Copy out the data exactly, leaving the pictures behind.

━━ Record list

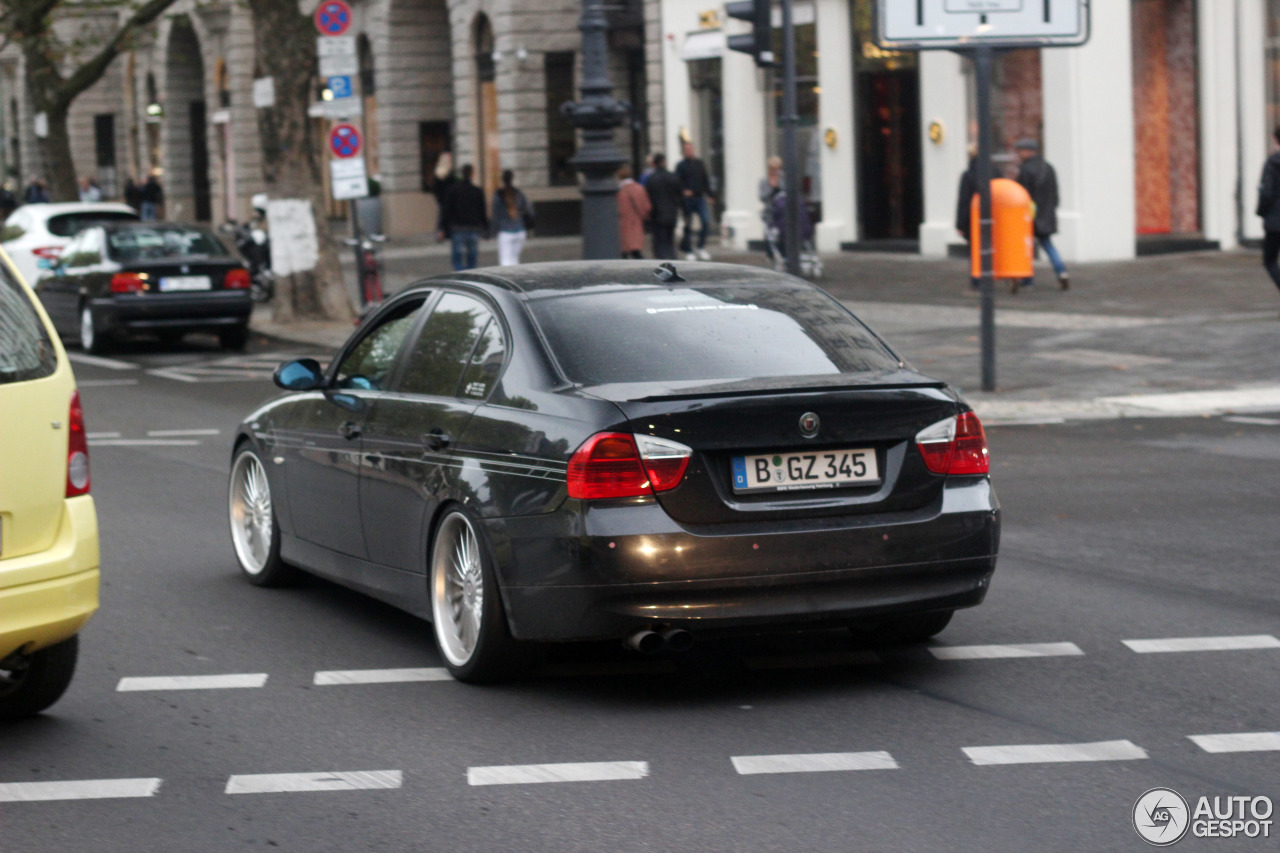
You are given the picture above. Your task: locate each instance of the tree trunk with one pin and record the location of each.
(286, 50)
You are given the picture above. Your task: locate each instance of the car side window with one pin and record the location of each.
(369, 365)
(443, 349)
(485, 363)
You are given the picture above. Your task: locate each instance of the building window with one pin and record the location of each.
(561, 138)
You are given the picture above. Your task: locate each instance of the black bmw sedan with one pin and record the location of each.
(118, 278)
(602, 450)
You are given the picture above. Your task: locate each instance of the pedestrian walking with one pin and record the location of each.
(36, 192)
(666, 199)
(512, 218)
(464, 219)
(1040, 179)
(152, 196)
(90, 191)
(1269, 208)
(696, 186)
(634, 209)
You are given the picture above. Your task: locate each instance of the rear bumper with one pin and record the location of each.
(46, 597)
(616, 579)
(173, 311)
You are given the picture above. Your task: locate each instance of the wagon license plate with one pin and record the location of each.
(170, 283)
(823, 469)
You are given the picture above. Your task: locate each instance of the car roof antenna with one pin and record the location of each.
(667, 273)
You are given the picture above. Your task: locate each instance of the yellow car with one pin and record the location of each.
(48, 524)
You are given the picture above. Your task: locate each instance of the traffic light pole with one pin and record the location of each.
(790, 146)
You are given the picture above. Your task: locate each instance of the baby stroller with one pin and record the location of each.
(775, 243)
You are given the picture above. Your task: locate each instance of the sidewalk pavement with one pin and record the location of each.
(1174, 334)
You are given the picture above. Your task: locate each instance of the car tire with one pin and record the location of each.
(234, 338)
(92, 341)
(255, 529)
(903, 630)
(37, 680)
(467, 616)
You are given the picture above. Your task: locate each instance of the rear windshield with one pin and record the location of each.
(161, 241)
(26, 351)
(71, 224)
(698, 333)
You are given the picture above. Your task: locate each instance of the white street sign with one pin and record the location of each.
(264, 92)
(348, 178)
(949, 24)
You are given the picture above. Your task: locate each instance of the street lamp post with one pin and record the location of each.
(597, 115)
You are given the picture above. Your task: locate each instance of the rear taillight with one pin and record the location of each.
(237, 279)
(77, 450)
(128, 282)
(955, 446)
(617, 465)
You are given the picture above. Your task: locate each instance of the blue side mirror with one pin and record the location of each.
(301, 374)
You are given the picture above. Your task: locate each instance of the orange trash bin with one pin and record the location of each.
(1013, 232)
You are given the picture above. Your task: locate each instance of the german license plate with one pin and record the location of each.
(826, 469)
(169, 283)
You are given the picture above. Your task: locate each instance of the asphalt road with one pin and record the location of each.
(1114, 530)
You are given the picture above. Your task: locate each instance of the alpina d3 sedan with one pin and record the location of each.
(603, 450)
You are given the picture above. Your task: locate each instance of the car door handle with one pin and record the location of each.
(435, 439)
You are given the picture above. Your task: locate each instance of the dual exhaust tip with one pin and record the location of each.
(650, 642)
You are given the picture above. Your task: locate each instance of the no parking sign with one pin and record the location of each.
(344, 141)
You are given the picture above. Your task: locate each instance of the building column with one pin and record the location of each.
(835, 33)
(745, 145)
(1255, 136)
(1089, 137)
(944, 100)
(1219, 124)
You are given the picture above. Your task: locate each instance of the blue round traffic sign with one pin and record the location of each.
(344, 141)
(333, 17)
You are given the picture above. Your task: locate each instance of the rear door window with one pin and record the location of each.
(26, 351)
(444, 349)
(705, 333)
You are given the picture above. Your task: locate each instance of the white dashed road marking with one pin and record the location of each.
(1055, 753)
(535, 774)
(818, 762)
(1203, 643)
(97, 361)
(1018, 649)
(192, 682)
(383, 676)
(1242, 742)
(296, 783)
(78, 789)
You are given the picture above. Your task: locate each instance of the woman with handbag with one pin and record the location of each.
(512, 218)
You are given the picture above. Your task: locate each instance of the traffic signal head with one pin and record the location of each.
(759, 41)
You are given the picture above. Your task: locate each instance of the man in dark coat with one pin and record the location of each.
(1040, 179)
(668, 199)
(464, 218)
(1269, 208)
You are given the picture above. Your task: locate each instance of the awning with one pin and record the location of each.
(703, 45)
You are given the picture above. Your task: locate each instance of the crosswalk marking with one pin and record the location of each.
(1055, 753)
(817, 762)
(192, 682)
(1016, 649)
(1242, 742)
(538, 774)
(1203, 643)
(297, 783)
(383, 676)
(78, 789)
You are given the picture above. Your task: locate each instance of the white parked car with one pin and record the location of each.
(35, 235)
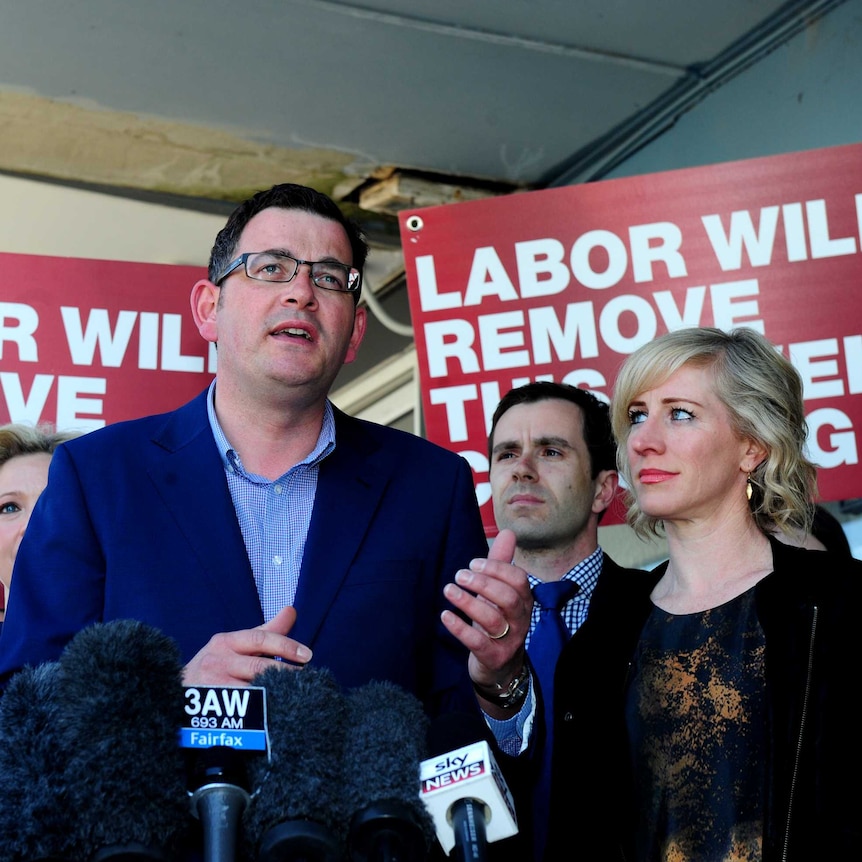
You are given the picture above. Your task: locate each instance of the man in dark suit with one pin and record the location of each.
(553, 475)
(258, 523)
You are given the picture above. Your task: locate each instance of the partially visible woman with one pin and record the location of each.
(25, 453)
(740, 703)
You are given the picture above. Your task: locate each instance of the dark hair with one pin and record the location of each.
(597, 423)
(284, 196)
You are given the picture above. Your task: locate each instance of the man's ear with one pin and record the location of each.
(360, 321)
(204, 302)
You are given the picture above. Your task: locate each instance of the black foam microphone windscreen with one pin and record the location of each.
(121, 692)
(295, 807)
(386, 732)
(34, 820)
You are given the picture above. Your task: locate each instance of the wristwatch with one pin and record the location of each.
(510, 697)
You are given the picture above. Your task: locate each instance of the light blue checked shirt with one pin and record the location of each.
(512, 734)
(273, 515)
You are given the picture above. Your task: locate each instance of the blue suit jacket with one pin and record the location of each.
(137, 522)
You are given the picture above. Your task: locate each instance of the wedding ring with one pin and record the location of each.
(501, 635)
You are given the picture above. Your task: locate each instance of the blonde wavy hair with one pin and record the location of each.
(19, 439)
(762, 392)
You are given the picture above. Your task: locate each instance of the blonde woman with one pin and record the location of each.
(739, 703)
(25, 453)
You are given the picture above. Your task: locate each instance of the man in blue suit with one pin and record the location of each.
(258, 523)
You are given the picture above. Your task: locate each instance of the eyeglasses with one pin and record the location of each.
(279, 268)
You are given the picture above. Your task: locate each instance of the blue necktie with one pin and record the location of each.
(546, 642)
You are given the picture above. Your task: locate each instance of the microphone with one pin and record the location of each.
(120, 695)
(224, 725)
(386, 733)
(464, 790)
(33, 815)
(295, 811)
(220, 794)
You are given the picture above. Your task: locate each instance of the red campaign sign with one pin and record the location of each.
(564, 283)
(84, 343)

━━━━

Output below
You are given the picture above. Your task: locate each instance of the tree trunk with one pin and record the location of each.
(286, 50)
You are given the picture above. Your task: locate each instance of the car side window with one pin and record the location of each.
(369, 365)
(443, 349)
(485, 363)
You are given the picture above. Your task: locate each instance of the building window with one pin and record the location of each.
(561, 138)
You are given the picture above. Your task: locate each instance of the black bmw sedan with one pin and record the location of each.
(118, 278)
(602, 450)
You are given the picture above. Your task: locate each instance of the pedestrian walking with one pin and record the location of each.
(36, 192)
(666, 199)
(512, 218)
(464, 219)
(1040, 179)
(152, 196)
(90, 191)
(1269, 208)
(696, 186)
(634, 209)
You are given the picture above. Your task: locate each instance of the rear bumper with one pin and record the location of each.
(46, 597)
(616, 579)
(173, 311)
You are given the picture above. Your task: locate each instance of the wagon license plate with one pin and record the location of each.
(170, 283)
(823, 469)
You are given the picture above. Your task: locate each instance of the car roof antenna with one pin and record the location of each.
(667, 273)
You are given the picture above. Your task: locate each instance of the yellow car with one pin and record the location of each.
(48, 524)
You are given the picture above. Your task: locate each instance of the traffic light pole with one pin and record the location of each.
(790, 146)
You are given the picture above. Your task: locate each instance of the baby stroller with one pin and record the location of each.
(775, 243)
You are given the picture above. Your task: locate each instance of the sidewalk pavement with one pin and record the location of each.
(1174, 334)
You are given the picture above. Your task: locate each instance of the car tire with one pin and record the location of each.
(234, 338)
(92, 341)
(255, 529)
(903, 630)
(37, 680)
(467, 616)
You are given the picture above. Your task: locate each instance of the rear windshield with one pin and record the location of each.
(161, 241)
(26, 351)
(71, 224)
(698, 333)
You are given the picture above. Your task: locate each instance of the white street sign with one pin and record the location of each.
(264, 92)
(348, 178)
(949, 24)
You are given the picture above. Your task: locate each instance of the street lamp post with one pin and record the location of each.
(597, 115)
You are given the picture above. Your task: locate each instance of the rear taillight with one pin and record the location of each.
(237, 279)
(77, 450)
(128, 282)
(955, 446)
(617, 465)
You are given the picture above. Your task: locate each instance of the blue side mirror with one pin and record the location of each.
(301, 374)
You are given the picture above. Your task: locate each instance of the orange trash bin with one pin and record the location of each.
(1013, 232)
You are given the picture above. Your task: locate each instance of the german license plate with one pin and record the location of each.
(826, 469)
(169, 283)
You are given the picture above. Your task: locate each instance of the asphalt road with one pin and record the location of each.
(1114, 530)
You are given the picture above. Your task: locate each instance of the alpina d3 sedan with one pin and record the location of each.
(603, 450)
You are given the picture above. Your task: locate each instance of the car door handle with one pin and record the location of each.
(435, 439)
You are given the picture above. Your task: locate each instance of the dual exhaust tip with one pin and record the location of each.
(650, 642)
You are given the picture above. Your task: locate each instance of the no parking sign with one pin and record the location of each.
(344, 141)
You are given the picture above. Your task: locate each instance of the building column with one pin and record the location of each.
(835, 33)
(745, 145)
(1255, 136)
(1089, 137)
(944, 100)
(1219, 124)
You are given the picture above. Your task: locate each instance of the blue round traffic sign with one pin and record the location of each.
(344, 141)
(333, 17)
You are given the picture above. Your task: locate each instance of the rear door window with one pin and record the location of each.
(26, 351)
(444, 349)
(705, 333)
You are given the picture above. Your task: locate each instance of the white dashed road marking with one pin and record the location of each.
(1055, 753)
(535, 774)
(818, 762)
(1203, 643)
(97, 361)
(1018, 649)
(192, 682)
(383, 676)
(1242, 742)
(296, 783)
(78, 789)
You are given the picture above. Your task: locate each instance of the woman with handbag with one pin and record the location of each.
(512, 218)
You are given the picture above. Your task: locate each instance of the traffic signal head with one pin and record the location of each.
(759, 41)
You are given the picture above. Your task: locate each instance of the man in dark coat with one pin and record the location of each.
(1040, 179)
(668, 199)
(464, 218)
(1269, 208)
You are given the picture above. Your task: locate each instance of the awning with one pin and record the location of each.
(703, 45)
You are given the picture above. Your task: locate each instance of the crosswalk marking with one pin and record the location of each.
(1055, 753)
(817, 762)
(192, 682)
(1016, 649)
(1242, 742)
(538, 774)
(1203, 643)
(297, 783)
(383, 676)
(78, 789)
You are given the picture above. Your task: locate each instance of the white parked car with one pin and record the location of each.
(35, 235)
You are given the picture above. Your task: locate each instance of the man in dark suit with one pin and record the location of each.
(553, 475)
(258, 523)
You are given the picture above. Your task: locate each instance of the partially visible woman with one pin and record the location of each.
(25, 453)
(740, 703)
You are given the picture above. Your task: locate each instance of the dark hair with one pin and record the location of each.
(597, 423)
(284, 196)
You are given the picture above. Your task: locate each instance of the man's ear with one pin and record the location of each.
(360, 321)
(204, 302)
You are given the picture above. Your task: locate each instance of the black foam microphone windscreen with one pin and record the location of each.
(121, 692)
(295, 807)
(386, 732)
(34, 820)
You are given the picture above. Your task: locate each instance of the wristwatch with one pin and record the location of each.
(510, 697)
You are given the picture above. Your task: locate each instance of the light blue checked shirt with one pin and record the location of each.
(512, 734)
(273, 515)
You are given the picture above. Your task: locate each instance of the blue suit jacket with one pin and record the location of each.
(137, 522)
You are given the picture above. Your task: locate each instance of the wedding ring with one pin and record the location of each.
(501, 635)
You are given the picture above. Your task: locate each instance of the blonde wavy hair with one pin and record the location of each.
(19, 439)
(762, 392)
You are given the picture above. Your task: locate each instance of the blonde woman with one pin and record the location of each.
(739, 703)
(25, 453)
You are given the picture above. Your task: locate each instance of the man in blue suit with one pin and record the location of each.
(258, 523)
You are given the picture above. Your task: locate each instance of the eyeglasses with one pin and record the location of each.
(279, 268)
You are given the picture above. Your task: locate each instance of the blue necktie with one pin and record the location of each.
(546, 642)
You are given the picture above. Your task: locate each instance of the microphone with one pin and record the location of each.
(120, 695)
(224, 725)
(386, 733)
(464, 790)
(33, 815)
(295, 811)
(220, 794)
You are given the picture above. Your task: locate each instance of the red campaign sign with one pin and record the location of each.
(564, 283)
(84, 343)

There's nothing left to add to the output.